BEGIN DATA

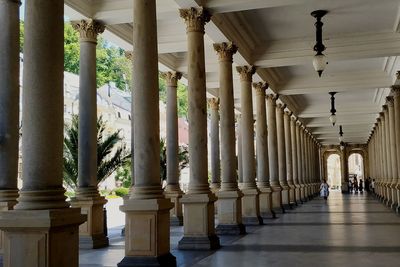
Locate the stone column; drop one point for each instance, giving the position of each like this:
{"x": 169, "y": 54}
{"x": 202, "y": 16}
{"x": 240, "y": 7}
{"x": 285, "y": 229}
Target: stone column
{"x": 289, "y": 161}
{"x": 213, "y": 103}
{"x": 9, "y": 105}
{"x": 273, "y": 155}
{"x": 396, "y": 98}
{"x": 262, "y": 152}
{"x": 239, "y": 151}
{"x": 129, "y": 56}
{"x": 173, "y": 190}
{"x": 199, "y": 232}
{"x": 147, "y": 211}
{"x": 294, "y": 159}
{"x": 41, "y": 223}
{"x": 250, "y": 200}
{"x": 282, "y": 155}
{"x": 229, "y": 197}
{"x": 387, "y": 156}
{"x": 87, "y": 195}
{"x": 393, "y": 157}
{"x": 299, "y": 161}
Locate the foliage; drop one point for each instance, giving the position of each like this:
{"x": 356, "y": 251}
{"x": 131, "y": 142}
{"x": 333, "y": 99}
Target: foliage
{"x": 111, "y": 154}
{"x": 124, "y": 174}
{"x": 112, "y": 66}
{"x": 121, "y": 191}
{"x": 183, "y": 157}
{"x": 181, "y": 95}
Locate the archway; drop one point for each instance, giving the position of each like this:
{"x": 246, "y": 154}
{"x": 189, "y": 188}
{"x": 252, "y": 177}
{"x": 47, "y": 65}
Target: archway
{"x": 356, "y": 166}
{"x": 334, "y": 176}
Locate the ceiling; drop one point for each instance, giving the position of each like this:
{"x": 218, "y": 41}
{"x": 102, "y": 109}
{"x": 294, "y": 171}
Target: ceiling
{"x": 277, "y": 36}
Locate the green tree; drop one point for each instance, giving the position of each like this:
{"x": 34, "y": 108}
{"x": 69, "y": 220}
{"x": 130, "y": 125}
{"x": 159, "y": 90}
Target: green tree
{"x": 111, "y": 153}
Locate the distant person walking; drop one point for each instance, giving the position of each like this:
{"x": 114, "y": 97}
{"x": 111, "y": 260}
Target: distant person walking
{"x": 360, "y": 186}
{"x": 324, "y": 190}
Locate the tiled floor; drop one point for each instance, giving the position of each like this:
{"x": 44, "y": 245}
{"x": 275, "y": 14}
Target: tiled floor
{"x": 347, "y": 230}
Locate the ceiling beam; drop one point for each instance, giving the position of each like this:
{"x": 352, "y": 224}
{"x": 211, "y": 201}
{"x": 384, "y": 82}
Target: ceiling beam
{"x": 300, "y": 51}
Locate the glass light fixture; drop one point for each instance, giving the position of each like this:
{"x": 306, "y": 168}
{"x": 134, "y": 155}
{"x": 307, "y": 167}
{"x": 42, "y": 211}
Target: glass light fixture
{"x": 319, "y": 60}
{"x": 342, "y": 145}
{"x": 332, "y": 118}
{"x": 319, "y": 63}
{"x": 340, "y": 134}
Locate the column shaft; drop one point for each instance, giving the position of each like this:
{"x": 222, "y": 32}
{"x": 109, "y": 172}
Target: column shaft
{"x": 294, "y": 158}
{"x": 262, "y": 151}
{"x": 229, "y": 197}
{"x": 273, "y": 154}
{"x": 396, "y": 97}
{"x": 289, "y": 159}
{"x": 250, "y": 200}
{"x": 282, "y": 155}
{"x": 215, "y": 145}
{"x": 42, "y": 112}
{"x": 146, "y": 206}
{"x": 87, "y": 195}
{"x": 199, "y": 229}
{"x": 173, "y": 190}
{"x": 9, "y": 101}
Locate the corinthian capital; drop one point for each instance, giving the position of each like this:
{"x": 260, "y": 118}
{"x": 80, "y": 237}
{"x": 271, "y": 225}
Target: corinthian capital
{"x": 225, "y": 51}
{"x": 213, "y": 103}
{"x": 260, "y": 88}
{"x": 171, "y": 77}
{"x": 390, "y": 101}
{"x": 88, "y": 29}
{"x": 246, "y": 73}
{"x": 195, "y": 18}
{"x": 129, "y": 55}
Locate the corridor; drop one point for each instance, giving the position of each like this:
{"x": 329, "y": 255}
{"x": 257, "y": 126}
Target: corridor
{"x": 348, "y": 230}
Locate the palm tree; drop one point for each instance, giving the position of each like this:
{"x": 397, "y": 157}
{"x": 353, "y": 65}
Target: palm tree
{"x": 111, "y": 154}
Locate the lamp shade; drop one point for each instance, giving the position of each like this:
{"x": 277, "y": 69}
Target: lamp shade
{"x": 319, "y": 63}
{"x": 332, "y": 118}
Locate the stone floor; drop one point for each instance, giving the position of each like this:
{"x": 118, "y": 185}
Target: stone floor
{"x": 347, "y": 230}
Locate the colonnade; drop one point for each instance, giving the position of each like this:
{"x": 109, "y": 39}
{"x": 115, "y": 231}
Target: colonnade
{"x": 281, "y": 173}
{"x": 384, "y": 150}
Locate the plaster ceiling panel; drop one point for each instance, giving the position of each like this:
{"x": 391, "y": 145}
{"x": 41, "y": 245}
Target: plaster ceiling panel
{"x": 344, "y": 17}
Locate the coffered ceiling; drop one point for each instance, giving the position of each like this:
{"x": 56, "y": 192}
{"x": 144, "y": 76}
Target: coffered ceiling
{"x": 362, "y": 39}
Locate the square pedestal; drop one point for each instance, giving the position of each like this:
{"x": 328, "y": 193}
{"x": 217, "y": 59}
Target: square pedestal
{"x": 298, "y": 194}
{"x": 198, "y": 222}
{"x": 303, "y": 193}
{"x": 230, "y": 213}
{"x": 266, "y": 203}
{"x": 41, "y": 238}
{"x": 92, "y": 233}
{"x": 277, "y": 206}
{"x": 176, "y": 216}
{"x": 147, "y": 233}
{"x": 251, "y": 207}
{"x": 285, "y": 197}
{"x": 292, "y": 195}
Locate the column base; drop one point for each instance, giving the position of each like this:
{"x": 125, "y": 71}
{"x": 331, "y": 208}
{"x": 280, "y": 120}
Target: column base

END DATA

§ WHAT IS NEEDED
What's needed here is an exact repeat of all the records above, pictures excluded.

§ SOLUTION TO THE EXERCISE
Locate the stone column; drop one point for each instance, giving the position of each like this:
{"x": 169, "y": 54}
{"x": 202, "y": 16}
{"x": 240, "y": 7}
{"x": 285, "y": 229}
Target: stone column
{"x": 289, "y": 161}
{"x": 213, "y": 103}
{"x": 9, "y": 105}
{"x": 273, "y": 155}
{"x": 396, "y": 98}
{"x": 262, "y": 152}
{"x": 239, "y": 151}
{"x": 129, "y": 56}
{"x": 173, "y": 190}
{"x": 199, "y": 232}
{"x": 147, "y": 211}
{"x": 294, "y": 159}
{"x": 41, "y": 223}
{"x": 250, "y": 200}
{"x": 282, "y": 155}
{"x": 229, "y": 197}
{"x": 387, "y": 156}
{"x": 87, "y": 195}
{"x": 393, "y": 157}
{"x": 299, "y": 161}
Locate the foliage; drop one point for each instance, giving the position of each like this:
{"x": 356, "y": 251}
{"x": 131, "y": 142}
{"x": 333, "y": 99}
Target: foliage
{"x": 111, "y": 154}
{"x": 124, "y": 174}
{"x": 112, "y": 66}
{"x": 121, "y": 191}
{"x": 183, "y": 157}
{"x": 181, "y": 95}
Locate the archway; drop one point for each instance, giving the position of each like this:
{"x": 246, "y": 154}
{"x": 189, "y": 188}
{"x": 252, "y": 177}
{"x": 47, "y": 65}
Target: archway
{"x": 356, "y": 166}
{"x": 334, "y": 176}
Locate the ceiling; drop one point for each instance, giving the position of each like this:
{"x": 218, "y": 41}
{"x": 102, "y": 109}
{"x": 294, "y": 171}
Target: ceiling
{"x": 277, "y": 36}
Locate the green tree; drop one point for each instance, giving the position of each like this:
{"x": 34, "y": 108}
{"x": 69, "y": 220}
{"x": 130, "y": 125}
{"x": 159, "y": 90}
Target: green tree
{"x": 111, "y": 153}
Locate the distant person walking; drop one point for each instance, giving the position of each like this:
{"x": 114, "y": 97}
{"x": 111, "y": 260}
Target: distant person walking
{"x": 360, "y": 186}
{"x": 324, "y": 190}
Locate the tiled floor; drop one point for each instance, giving the position of each like this:
{"x": 44, "y": 245}
{"x": 275, "y": 14}
Target: tiled floor
{"x": 347, "y": 230}
Locate the ceiling beam; drop one point for each instance, giving the position of each like this:
{"x": 352, "y": 224}
{"x": 211, "y": 201}
{"x": 384, "y": 82}
Target: ceiling beam
{"x": 300, "y": 51}
Locate the glass light fixture; drop one point for each instance, giving the position of each like this:
{"x": 306, "y": 168}
{"x": 134, "y": 155}
{"x": 307, "y": 167}
{"x": 42, "y": 211}
Target: glass light fixture
{"x": 319, "y": 60}
{"x": 342, "y": 145}
{"x": 332, "y": 118}
{"x": 319, "y": 63}
{"x": 340, "y": 134}
Locate the column shaft; drop one point for each instance, giving the position of each like this:
{"x": 222, "y": 32}
{"x": 109, "y": 172}
Target: column shaft
{"x": 294, "y": 158}
{"x": 262, "y": 151}
{"x": 229, "y": 197}
{"x": 273, "y": 154}
{"x": 396, "y": 97}
{"x": 289, "y": 159}
{"x": 250, "y": 200}
{"x": 282, "y": 155}
{"x": 215, "y": 145}
{"x": 42, "y": 112}
{"x": 146, "y": 206}
{"x": 87, "y": 195}
{"x": 199, "y": 229}
{"x": 173, "y": 190}
{"x": 9, "y": 101}
Locate the corinthian capital; drop one point for each instance, giving the position of each like this:
{"x": 260, "y": 118}
{"x": 80, "y": 237}
{"x": 271, "y": 225}
Target: corinthian capital
{"x": 225, "y": 51}
{"x": 213, "y": 103}
{"x": 260, "y": 88}
{"x": 171, "y": 77}
{"x": 390, "y": 101}
{"x": 88, "y": 29}
{"x": 246, "y": 73}
{"x": 195, "y": 18}
{"x": 129, "y": 55}
Locate the corridor; drop one point for each instance, giving the position of each like this:
{"x": 329, "y": 255}
{"x": 257, "y": 126}
Target: corridor
{"x": 348, "y": 230}
Locate the palm tree; drop one point for each instance, giving the position of each like this:
{"x": 397, "y": 157}
{"x": 353, "y": 65}
Target: palm tree
{"x": 111, "y": 154}
Locate the lamp shade; drop one point for each instance, giving the position of each like this:
{"x": 277, "y": 69}
Target: lamp shade
{"x": 319, "y": 63}
{"x": 332, "y": 118}
Locate the stone floor; drop one point for each instance, giving the position of each like this:
{"x": 118, "y": 185}
Target: stone floor
{"x": 347, "y": 230}
Locate the colonnade; drop one point for each instance, giving the position of each like this:
{"x": 109, "y": 39}
{"x": 115, "y": 231}
Target: colonnade
{"x": 281, "y": 173}
{"x": 384, "y": 150}
Locate the plaster ceiling panel; drop one point for each instance, giving the position of each like this:
{"x": 391, "y": 145}
{"x": 41, "y": 245}
Target: plaster ceiling panel
{"x": 344, "y": 17}
Locate the coffered ceiling; drop one point for each instance, giving the position of each like this:
{"x": 56, "y": 192}
{"x": 144, "y": 76}
Target: coffered ceiling
{"x": 362, "y": 39}
Locate the square pedestal; drop one point for each instance, giving the position of each like this:
{"x": 328, "y": 193}
{"x": 217, "y": 59}
Target: square pedestal
{"x": 298, "y": 194}
{"x": 198, "y": 222}
{"x": 303, "y": 193}
{"x": 230, "y": 213}
{"x": 266, "y": 203}
{"x": 41, "y": 238}
{"x": 92, "y": 233}
{"x": 277, "y": 206}
{"x": 176, "y": 216}
{"x": 147, "y": 233}
{"x": 251, "y": 207}
{"x": 285, "y": 197}
{"x": 292, "y": 195}
Locate the column base; drop one point for each instance, giving the position of each like this:
{"x": 125, "y": 71}
{"x": 331, "y": 208}
{"x": 280, "y": 120}
Target: column base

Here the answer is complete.